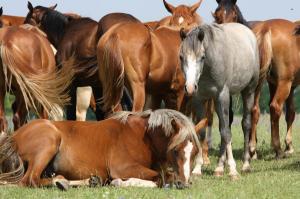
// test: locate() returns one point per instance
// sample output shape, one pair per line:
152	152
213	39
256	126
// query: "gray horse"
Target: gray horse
219	61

▶ Your goal
Your answer must be an exact reproduction of all entries, containing no pictures.

▶ Task output
// test: locate() returns one point per instance
// sample output shape, one pair per line:
152	152
213	39
256	126
// query: "gray horse"
Target: gray horse
219	61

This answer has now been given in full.